Reviewed by Janelle Elyse Kihlstrom
In her new chapbook, St. Agnes, Pink-Slipped, Ann Cefola begins by exploring the transformational potential inherent in the ordinary moments of a woman's life: having girlfriends over on a summer evening, kissing her husband goodbye in the morning, enduring a long commute to a downtown job, shopping, getting a makeover, reading a daily horoscope, celebrating an anniversary.
As the collection progresses, the subject matter grows weightier, in poems that deal with loss, grief, and the capacity of human belief systems to address the more elusive mysteries of human existence.
In "Girl's Night Out," the child-free hostess of a garden soiree for friends glad to be relieved for a night from the responsibilities of motherhood imagines her uterus "untraveled as a new triple-digit Interstate,/ a wide boulevard Hausmann might have built,/ tree-lined and unpopulated, a passage I walk every day,/ sometimes fast, blindly; other times singing,/ My avenue, my very own.
In "The Boys of Iona Prep," who spy on the narrator and her husband's goodbye kiss from a coffee shop window, a daily ritual is charged with new erotic significance: "Mid-kiss I catch his eye — unblinking —/ and I am no longer being but body, marriage no longer a distant vow".
In "Dance in the City," the darker voices of the narrator's family history won't be silent even amidst the most joyous moment of her life:
At our wedding, the dead, close as my lace stroking the red
church aisle, chanted: Lovrien's breakdown over grandfather's
affair. Great uncle's depression-era suicide.

→ WORK REQUEST A
Write out the part of the chapbook review above that begins with "Reviewed by Janelle" and runs through "of human existence.".
→ WORK REQUEST B
Carry on the chapbook review above, starting after its last line.

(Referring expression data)
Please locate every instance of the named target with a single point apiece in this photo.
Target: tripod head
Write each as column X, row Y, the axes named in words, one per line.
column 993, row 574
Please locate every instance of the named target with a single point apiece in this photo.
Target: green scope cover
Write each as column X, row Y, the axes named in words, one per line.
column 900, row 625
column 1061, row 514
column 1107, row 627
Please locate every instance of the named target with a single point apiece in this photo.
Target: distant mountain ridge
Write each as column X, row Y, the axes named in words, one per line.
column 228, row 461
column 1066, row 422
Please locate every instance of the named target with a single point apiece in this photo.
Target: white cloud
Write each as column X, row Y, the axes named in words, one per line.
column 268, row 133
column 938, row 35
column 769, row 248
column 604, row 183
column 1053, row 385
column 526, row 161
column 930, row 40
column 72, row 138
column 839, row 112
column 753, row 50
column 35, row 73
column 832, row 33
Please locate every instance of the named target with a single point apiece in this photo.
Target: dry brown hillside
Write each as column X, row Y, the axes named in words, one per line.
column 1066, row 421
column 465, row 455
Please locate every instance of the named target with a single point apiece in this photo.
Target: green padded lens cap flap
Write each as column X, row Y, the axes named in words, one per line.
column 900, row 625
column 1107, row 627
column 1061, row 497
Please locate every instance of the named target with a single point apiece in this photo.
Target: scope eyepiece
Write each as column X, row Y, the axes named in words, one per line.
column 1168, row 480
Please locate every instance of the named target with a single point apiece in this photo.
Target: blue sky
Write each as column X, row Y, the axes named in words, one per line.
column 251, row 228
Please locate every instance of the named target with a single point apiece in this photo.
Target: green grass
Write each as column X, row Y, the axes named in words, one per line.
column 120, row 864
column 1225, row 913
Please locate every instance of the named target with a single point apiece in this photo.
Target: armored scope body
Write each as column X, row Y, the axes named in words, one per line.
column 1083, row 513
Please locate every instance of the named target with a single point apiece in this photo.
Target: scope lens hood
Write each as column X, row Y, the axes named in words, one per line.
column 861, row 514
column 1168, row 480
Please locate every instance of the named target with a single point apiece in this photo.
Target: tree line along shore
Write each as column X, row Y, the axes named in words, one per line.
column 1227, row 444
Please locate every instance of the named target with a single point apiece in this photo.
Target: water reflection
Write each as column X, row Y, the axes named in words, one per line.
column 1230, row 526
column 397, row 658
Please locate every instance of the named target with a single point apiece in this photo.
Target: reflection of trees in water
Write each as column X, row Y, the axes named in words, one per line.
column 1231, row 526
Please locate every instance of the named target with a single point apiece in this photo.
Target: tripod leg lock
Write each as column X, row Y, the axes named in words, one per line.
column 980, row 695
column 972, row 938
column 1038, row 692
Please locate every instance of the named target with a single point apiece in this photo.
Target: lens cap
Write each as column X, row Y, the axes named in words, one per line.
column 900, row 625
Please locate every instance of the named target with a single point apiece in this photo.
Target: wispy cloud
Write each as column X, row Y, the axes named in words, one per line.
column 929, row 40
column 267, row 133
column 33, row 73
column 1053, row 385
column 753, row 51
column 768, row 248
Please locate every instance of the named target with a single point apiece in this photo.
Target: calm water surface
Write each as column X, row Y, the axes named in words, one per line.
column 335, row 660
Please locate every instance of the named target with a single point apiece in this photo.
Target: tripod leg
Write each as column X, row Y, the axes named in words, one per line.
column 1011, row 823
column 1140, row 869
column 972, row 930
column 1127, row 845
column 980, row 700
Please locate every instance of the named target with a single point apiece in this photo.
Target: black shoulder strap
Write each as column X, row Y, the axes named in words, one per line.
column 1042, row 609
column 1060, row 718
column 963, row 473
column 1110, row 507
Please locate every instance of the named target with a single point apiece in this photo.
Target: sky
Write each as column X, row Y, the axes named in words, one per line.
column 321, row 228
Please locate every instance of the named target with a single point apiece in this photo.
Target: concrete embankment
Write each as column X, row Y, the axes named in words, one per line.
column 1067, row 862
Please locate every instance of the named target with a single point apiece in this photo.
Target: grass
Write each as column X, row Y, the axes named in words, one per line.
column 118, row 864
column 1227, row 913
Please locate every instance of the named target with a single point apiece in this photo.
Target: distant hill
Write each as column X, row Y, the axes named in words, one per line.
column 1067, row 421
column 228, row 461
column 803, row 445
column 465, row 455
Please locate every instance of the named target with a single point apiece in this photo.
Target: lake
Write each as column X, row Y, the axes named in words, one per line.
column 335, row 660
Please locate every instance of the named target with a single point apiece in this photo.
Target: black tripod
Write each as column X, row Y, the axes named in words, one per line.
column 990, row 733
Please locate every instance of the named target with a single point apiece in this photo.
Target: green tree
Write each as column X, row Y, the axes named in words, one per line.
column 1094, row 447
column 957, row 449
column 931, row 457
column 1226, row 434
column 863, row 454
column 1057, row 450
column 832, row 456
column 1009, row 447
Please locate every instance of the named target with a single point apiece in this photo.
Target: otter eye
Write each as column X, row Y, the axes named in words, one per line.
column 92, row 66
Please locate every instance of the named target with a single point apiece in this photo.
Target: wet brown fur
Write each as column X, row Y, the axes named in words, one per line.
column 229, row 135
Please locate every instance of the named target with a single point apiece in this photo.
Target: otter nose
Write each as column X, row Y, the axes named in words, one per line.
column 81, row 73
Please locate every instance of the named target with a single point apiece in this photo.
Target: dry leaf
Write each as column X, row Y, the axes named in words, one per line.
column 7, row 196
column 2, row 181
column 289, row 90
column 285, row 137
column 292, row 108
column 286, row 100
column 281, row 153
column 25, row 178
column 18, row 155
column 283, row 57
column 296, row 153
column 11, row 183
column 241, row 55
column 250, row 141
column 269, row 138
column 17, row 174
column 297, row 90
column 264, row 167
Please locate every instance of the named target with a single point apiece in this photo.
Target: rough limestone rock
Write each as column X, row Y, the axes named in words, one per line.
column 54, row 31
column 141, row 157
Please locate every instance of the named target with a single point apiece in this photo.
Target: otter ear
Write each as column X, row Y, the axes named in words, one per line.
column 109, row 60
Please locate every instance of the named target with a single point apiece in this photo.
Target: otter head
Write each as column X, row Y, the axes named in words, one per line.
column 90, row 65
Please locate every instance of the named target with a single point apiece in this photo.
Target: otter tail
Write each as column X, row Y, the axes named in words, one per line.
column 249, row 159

→ WRITTEN RESPONSE A
Reviewed by Janelle Elyse Kihlstrom
In her new chapbook, St. Agnes, Pink-Slipped, Ann Cefola begins by exploring the transformational potential inherent in the ordinary moments of a woman's life: having girlfriends over on a summer evening, kissing her husband goodbye in the morning, enduring a long commute to a downtown job, shopping, getting a makeover, reading a daily horoscope, celebrating an anniversary.
As the collection progresses, the subject matter grows weightier, in poems that deal with loss, grief, and the capacity of human belief systems to address the more elusive mysteries of human existence.

→ WRITTEN RESPONSE B
My father soon dead from drink.
All my life, I read their lives like so many required
tragedies, the twists to come or avoid. We were like
that painting by Renoir, me creamy fragile in your arms,
you all black poise. Music and color blotted out their voices
and we danced. Anniversary after anniversary. I tell
the dead to return to their tombs, but they won't,
they want our breath, they call it inspired.
"Teint Pur Mat," a poem about the seemingly frothy topic of a woman's lifelong romance with cosmetics application, hints at something deeper in the epigraph, a French proverb which is translated, "It's hard to be pretty."
In that vein the poem closes, "To swim toward grace, she knew what must be applied."
The title poem takes its name from a news headline, "Hospital changes name to Westchester Medical Center, White Plains Pavilion" and finds the formerly eponymous saint forced to roam the grounds, looking for new employment. "Now she understands the dilemma of the dying:/ how they don't want to turn their backs on/ the sun-edged bloom, how one human spring/ can ruin paradise."
"Kerning" offers a pause for comic relief from the more somber tone of the collection's later poems with a defense of the punctuation-followed-by-two-spaces convention, comparing the white space they create within a page of text to "Twin beds made up perfectly./ Binocular lenses that form one image. Miles/ of thought after reading a billboard. The weekend./ Systolic and diastolic pumps. Good fences/ that make good neighbors. A swim lane's/ quivering blue lines. Deus/ ex machina", exclaiming in the next stanza, "Save/ the double spaces!" (For the record, this reviewer agrees.)
"February" speaks movingly of death in winter: "If you must escape,/ the angel of late winter counsels/ my comatose father, do it now/ before the strength of green reappears.// Do it now before light floods day,/ before hope pierces maroon tree buds./ Before you see the unboxable blue sky/ and believe in beginning again."
"After" lyrically examines the moment at which the enormity of grief begins to give way to a certain curious haunting by what remains of the deceased:
Behind the opaque glass. Not memory, not
bone — but unspoken balloons in a cartoon,
what would have been said, certain times.
We were quick to get rid of the clothes,
and she has not appeared in dream.
But the jellyfish that follows —
squooshes underfoot, takes in
salt water and sunlight.
That harms no one. That floats.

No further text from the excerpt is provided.